> [Source]:

# # # # #

Thought sometimes its too tempting to do everything in the repl: cramming a
fat piece of code into one form and save the result as (setf foo *) if I like
what I see :-D usually for experimentation with a new library I'm using for
the first time.

------
ii
I had this problem (putting or forgetting semicolons) for a while, but it
looks to be gone with experience. I constantly switch from Python to
Javascript to C to Ruby.

------
inerte
Side: Python, Django, web.py, sqlalchemy, D, Javascript/jQuery, Erlang,
Postgresql, Mysql, Sqlite, CouchDB, Mercurial, Git

Work: Perl, Bash, Python, PHP, Javascript/jQuery/in house stuff, ASP,
Java/Jboss/Fast/JSP, ColdFusion, Soap, XML/XSL, Sql Server, Oracle, Mysql,
Subversion

Huge lists on both sides, but there's a main difference: If something is
broken over work, I _have_ to fix. I don't exactly know Java or ColdFusion
that much, but if the Java guy is away and something needs to be done, I know
enough to poke around and consult Google.

# # # # #

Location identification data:
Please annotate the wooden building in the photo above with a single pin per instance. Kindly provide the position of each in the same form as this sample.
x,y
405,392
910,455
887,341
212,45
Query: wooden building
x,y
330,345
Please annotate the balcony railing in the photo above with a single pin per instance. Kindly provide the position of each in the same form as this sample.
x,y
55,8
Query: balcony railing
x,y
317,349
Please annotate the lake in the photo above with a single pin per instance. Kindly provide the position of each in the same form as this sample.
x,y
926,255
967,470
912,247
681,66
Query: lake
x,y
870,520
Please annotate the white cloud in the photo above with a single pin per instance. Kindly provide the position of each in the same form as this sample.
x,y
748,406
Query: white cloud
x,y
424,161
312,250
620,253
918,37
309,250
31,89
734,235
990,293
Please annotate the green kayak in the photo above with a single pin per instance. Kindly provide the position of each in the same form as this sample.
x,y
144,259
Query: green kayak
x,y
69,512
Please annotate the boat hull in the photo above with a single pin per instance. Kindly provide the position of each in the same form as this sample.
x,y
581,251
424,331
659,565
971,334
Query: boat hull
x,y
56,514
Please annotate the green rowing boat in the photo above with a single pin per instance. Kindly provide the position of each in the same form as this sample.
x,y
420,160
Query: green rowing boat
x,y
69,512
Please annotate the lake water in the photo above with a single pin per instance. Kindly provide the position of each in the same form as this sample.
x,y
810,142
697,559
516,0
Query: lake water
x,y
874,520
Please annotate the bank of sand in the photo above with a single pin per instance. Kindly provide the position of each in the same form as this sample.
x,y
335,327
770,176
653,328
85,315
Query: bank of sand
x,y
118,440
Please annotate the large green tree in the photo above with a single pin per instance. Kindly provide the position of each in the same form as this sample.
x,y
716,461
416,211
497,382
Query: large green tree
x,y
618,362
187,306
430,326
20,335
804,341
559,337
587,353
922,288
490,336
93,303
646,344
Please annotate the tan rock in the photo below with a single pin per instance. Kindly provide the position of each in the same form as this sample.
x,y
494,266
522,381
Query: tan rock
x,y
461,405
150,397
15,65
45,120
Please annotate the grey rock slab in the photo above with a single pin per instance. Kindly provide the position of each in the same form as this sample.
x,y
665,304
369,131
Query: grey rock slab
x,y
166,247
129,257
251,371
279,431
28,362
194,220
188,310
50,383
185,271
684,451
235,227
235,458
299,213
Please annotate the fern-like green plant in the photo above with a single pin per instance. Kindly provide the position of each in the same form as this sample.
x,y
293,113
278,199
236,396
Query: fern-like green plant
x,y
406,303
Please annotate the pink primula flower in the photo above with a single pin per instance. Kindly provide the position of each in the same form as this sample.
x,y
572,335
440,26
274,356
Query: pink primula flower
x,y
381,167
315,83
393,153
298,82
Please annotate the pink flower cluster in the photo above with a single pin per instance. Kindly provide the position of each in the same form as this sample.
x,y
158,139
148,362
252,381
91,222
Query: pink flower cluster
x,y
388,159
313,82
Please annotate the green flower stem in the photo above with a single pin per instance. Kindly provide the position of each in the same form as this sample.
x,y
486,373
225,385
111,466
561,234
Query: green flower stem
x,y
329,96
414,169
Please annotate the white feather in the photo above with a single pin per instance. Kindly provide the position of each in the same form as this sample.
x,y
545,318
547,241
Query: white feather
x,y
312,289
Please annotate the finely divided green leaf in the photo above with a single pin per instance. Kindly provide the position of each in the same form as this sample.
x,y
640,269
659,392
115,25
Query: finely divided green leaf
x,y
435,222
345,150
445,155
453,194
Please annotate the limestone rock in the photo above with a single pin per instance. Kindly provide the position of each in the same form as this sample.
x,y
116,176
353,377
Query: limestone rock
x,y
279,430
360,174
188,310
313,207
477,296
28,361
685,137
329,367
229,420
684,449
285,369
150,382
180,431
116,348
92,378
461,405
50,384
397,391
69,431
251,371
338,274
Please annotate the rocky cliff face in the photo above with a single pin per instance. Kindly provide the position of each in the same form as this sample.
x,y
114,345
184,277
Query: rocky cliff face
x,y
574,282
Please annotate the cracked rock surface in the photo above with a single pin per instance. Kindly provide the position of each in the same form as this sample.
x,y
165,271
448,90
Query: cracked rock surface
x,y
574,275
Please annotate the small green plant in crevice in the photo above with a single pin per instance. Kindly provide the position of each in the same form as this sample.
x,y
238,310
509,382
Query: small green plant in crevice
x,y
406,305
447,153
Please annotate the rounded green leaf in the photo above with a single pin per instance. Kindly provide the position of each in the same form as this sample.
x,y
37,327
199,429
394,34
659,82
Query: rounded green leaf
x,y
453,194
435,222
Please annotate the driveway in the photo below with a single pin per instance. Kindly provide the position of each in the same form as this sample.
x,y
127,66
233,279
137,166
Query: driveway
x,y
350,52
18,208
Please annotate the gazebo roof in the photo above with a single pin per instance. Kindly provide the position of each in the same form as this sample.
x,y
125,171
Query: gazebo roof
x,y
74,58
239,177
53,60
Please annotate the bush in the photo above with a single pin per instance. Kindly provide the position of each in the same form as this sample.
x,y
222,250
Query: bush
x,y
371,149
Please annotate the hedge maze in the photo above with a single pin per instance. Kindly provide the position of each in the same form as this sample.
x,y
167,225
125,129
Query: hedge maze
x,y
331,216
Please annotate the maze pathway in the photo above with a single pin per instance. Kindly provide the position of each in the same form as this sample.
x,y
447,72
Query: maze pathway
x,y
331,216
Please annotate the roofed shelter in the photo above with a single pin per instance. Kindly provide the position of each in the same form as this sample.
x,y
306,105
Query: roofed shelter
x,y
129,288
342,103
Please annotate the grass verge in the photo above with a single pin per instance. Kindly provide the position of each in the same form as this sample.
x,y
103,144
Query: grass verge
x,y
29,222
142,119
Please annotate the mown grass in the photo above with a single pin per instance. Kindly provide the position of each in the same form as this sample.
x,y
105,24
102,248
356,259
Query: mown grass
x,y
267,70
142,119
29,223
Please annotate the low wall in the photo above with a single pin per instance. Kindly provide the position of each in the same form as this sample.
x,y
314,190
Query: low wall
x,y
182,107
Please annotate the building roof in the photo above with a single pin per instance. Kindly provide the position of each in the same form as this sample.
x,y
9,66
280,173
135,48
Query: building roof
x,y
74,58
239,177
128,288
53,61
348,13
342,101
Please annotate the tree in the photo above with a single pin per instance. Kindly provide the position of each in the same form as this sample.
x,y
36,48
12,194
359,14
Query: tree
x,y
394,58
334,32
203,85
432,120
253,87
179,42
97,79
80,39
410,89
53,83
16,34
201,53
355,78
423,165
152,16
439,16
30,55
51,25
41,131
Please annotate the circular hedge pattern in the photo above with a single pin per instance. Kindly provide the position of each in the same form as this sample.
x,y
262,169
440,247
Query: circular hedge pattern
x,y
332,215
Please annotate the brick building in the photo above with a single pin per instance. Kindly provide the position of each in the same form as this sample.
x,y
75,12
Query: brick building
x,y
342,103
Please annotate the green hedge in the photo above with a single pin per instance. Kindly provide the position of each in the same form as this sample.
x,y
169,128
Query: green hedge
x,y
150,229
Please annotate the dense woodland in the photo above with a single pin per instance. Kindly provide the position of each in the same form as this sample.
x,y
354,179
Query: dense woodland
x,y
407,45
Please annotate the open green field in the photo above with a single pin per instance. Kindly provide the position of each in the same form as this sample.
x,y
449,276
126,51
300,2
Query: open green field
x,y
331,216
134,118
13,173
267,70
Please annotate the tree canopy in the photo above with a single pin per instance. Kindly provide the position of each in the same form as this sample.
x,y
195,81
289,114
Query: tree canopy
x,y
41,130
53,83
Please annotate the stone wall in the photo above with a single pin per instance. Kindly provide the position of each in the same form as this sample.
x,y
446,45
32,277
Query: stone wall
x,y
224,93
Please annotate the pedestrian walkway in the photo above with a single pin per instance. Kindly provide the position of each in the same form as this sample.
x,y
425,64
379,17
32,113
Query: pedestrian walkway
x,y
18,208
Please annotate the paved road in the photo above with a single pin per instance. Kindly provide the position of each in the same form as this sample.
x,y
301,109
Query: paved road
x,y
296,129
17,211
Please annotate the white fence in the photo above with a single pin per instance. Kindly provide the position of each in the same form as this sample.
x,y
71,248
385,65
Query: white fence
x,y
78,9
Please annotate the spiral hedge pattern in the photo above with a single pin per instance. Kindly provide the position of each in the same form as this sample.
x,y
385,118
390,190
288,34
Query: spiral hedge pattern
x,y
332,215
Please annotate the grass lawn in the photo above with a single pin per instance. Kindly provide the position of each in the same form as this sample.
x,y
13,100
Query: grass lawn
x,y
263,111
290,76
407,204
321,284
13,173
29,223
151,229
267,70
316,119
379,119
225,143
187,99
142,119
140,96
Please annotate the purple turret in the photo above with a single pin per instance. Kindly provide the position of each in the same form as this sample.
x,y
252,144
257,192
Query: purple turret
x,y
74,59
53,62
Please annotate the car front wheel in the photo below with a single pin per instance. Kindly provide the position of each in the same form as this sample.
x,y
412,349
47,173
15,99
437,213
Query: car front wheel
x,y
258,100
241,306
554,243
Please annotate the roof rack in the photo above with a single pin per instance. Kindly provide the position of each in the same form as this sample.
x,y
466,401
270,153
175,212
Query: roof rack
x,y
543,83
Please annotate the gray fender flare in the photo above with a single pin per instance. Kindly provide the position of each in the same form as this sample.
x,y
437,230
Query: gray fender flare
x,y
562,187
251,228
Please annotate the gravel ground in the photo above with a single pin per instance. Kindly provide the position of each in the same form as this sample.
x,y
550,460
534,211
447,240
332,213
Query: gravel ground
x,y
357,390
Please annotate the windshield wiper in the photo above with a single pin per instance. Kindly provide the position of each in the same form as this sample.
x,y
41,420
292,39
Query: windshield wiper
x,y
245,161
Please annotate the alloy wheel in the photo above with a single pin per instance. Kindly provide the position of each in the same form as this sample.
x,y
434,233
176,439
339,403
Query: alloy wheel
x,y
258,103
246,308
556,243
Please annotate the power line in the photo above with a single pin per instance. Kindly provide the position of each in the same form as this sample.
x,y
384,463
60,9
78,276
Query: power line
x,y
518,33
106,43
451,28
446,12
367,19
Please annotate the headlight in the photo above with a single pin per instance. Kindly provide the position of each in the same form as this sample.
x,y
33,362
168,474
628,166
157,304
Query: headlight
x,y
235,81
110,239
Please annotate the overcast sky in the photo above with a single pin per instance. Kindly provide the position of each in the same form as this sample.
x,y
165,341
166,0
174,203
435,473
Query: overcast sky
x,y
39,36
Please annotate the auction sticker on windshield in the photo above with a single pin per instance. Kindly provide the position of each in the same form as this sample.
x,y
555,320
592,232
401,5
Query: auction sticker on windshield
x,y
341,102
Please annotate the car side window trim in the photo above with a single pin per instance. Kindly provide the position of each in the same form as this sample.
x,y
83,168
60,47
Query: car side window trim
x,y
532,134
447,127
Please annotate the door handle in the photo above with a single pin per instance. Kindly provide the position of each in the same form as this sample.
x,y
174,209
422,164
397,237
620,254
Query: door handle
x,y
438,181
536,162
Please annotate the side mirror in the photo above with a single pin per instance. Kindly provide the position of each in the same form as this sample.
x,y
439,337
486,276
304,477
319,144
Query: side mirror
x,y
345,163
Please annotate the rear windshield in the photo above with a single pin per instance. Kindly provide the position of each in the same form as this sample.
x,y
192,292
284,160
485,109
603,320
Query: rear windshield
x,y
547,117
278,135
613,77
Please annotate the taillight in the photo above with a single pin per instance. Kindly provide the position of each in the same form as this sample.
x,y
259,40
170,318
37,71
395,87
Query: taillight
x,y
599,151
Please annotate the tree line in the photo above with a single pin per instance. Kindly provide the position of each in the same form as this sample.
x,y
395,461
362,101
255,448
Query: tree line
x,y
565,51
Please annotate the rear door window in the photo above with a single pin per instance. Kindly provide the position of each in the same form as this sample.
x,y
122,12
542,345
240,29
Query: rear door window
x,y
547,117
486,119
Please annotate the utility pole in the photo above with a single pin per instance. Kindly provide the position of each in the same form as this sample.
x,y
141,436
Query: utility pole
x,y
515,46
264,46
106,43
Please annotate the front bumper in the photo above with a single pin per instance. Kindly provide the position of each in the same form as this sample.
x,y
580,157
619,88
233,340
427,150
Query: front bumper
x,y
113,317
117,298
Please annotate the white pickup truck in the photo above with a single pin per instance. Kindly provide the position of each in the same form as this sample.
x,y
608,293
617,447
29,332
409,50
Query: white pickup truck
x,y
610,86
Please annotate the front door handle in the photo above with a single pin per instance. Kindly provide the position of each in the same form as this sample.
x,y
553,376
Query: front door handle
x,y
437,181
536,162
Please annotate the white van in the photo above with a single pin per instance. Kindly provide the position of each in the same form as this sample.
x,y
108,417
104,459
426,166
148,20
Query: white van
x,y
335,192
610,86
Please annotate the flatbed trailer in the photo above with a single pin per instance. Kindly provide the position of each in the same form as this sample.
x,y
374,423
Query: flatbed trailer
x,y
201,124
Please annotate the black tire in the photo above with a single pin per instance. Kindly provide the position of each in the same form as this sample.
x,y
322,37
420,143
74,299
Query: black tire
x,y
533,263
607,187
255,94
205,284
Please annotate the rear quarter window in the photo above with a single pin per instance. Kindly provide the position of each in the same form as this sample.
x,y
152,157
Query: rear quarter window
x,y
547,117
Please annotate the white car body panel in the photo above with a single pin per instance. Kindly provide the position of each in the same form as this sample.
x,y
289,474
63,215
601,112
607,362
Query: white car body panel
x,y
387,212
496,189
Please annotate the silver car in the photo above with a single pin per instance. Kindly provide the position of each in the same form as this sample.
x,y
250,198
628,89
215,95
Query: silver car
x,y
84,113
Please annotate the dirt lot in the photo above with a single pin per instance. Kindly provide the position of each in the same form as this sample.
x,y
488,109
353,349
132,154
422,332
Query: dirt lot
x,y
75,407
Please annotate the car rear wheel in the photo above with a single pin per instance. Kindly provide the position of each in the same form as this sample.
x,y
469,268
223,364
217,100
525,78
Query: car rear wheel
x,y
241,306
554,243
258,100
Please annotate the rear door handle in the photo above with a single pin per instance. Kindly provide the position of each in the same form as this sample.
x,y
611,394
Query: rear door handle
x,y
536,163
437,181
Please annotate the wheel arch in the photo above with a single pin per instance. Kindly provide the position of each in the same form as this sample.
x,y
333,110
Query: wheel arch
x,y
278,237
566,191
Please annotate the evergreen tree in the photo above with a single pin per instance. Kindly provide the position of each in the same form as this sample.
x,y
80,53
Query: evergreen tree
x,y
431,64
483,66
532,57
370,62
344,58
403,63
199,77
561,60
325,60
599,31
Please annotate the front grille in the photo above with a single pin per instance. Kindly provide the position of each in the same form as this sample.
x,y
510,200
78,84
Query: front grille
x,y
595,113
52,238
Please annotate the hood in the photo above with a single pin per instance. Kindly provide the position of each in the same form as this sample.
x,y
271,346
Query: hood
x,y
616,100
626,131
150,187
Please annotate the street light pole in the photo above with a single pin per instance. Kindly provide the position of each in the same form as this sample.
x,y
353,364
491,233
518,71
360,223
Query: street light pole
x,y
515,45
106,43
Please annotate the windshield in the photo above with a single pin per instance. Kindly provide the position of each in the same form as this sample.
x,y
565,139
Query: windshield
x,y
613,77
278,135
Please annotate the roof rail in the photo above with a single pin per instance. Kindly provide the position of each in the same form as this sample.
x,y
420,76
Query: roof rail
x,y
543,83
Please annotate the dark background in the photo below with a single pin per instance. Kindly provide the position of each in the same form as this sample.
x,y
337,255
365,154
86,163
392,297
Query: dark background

# # # # #

> [Requests]:
1: Answer these from the forum thread about programming languages:
(a) Which four languages does the poster "ii" say they constantly switch between?
(b) Which version control system appears in the "Work" list but not in the "Side" list?
(c) What form does the first poster use to save a result they like in the repl?
2: Carry the forum thread about programming languages forward from its last sentence.
This data is not needed for anything here.

> [The replies]:
1:
(a) Python, Javascript, C and Ruby.
(b) Subversion.
(c) (setf foo *)

2:
On the Side: I don't exactly know all of D, Erlang and CouchDB, but I have fun
coding small things on each language from time to time, doing stuff on Project
Euler. I wouldn't accept a paying job which required Erlang, for example, but
I made simple a distributed crawler just to see what the platform is capable
of. I think I know enough of each to at least understand its strengths and
weakness on a higher-level, to know when it could be used as a solution. When
I want to do something more serious, I choose Python.

Anyway, to trim the lists a little, I would say Python on Side, and PHP on
Work. These languages get 75% of my time.

------
chops
Right now I regularly use PHP, perl, and lua.

I've been learning Common Lisp and Python for a while, though because my
company uses those languages above, and because I haven't started any new
projects yet for new languages, and because PHP has been my primary language
for 5 years now, I think in PHP.

I have to broaden my horizons.

I've got some fun ideas for projects to tinker with that would use some other
languages (recently bought books on Erlang, Haskell, Clojure, and Ruby). And
though they likely wouldn't generate much if any revenue, it's worth doing
something practical just to learn some new languages.

Back when I used to do PHP on my own, and VP ASP for my employer, I was
regularly messing up if and loop syntaxes, and <? and <%, and either
forgetting or adding semicolons.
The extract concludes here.